## Consegna
Stabilisci se ciascuna affermazione concorda con l'articolo su Mesagne, rispondendo sì o no e citando alla lettera le parole decisive del testo: (a) la passeggiata si svolge di domenica pomeriggio; (b) nella piazza della stazione c'è ancora la biglietteria; (c) gli uccelli sugli alberi cantano.

## Articolo
Strada san Vito, Mesagne

 

 
1) Antefatto: la «città fantasma»

 
 Domenica pomeriggio, Mesagne, Puglia. Giornata di sole, fa caldo. Esco lo stesso (lo so, sono un po’ scemo) a fare due passi verso le quattro del pomeriggio. Percorro la via di San Vito lungo un marciapiede infuocato, raggiungo il passaggio a livello e proseguo per la stazione lungo i binari. Dalla piazza della stazione (meno animata da quando non c’è più la biglietteria) seguo la via che porta alla Villa, il parco comunale. Tra la temperatura e il fatto che è domenica, in questo dopopranzo Mesagne è una città fantasma. Il silenzio è totale: restano in silenzio anche gli uccelli sugli alberi. Non mi perdo d’animo e continuo, passo dopo passo. Le uniche persone che incontro sono sedute davanti alle case, a piccoli gruppi, laddove il marciapiede è in ombra. Il resto della cittadinanza dev’essere al mare. O in campagna.

## Dati memorizzati

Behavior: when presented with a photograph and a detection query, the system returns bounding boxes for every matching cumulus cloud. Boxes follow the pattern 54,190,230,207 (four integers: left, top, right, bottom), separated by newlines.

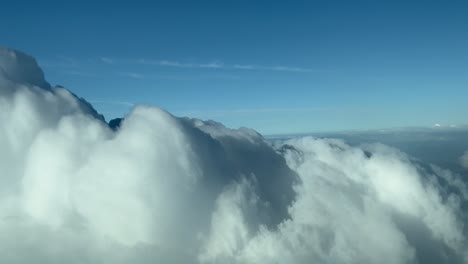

## Risposta
(a) Sì: «Domenica pomeriggio, Mesagne, Puglia.»
(b) No: «da quando non c’è più la biglietteria»
(c) No: «restano in silenzio anche gli uccelli sugli alberi»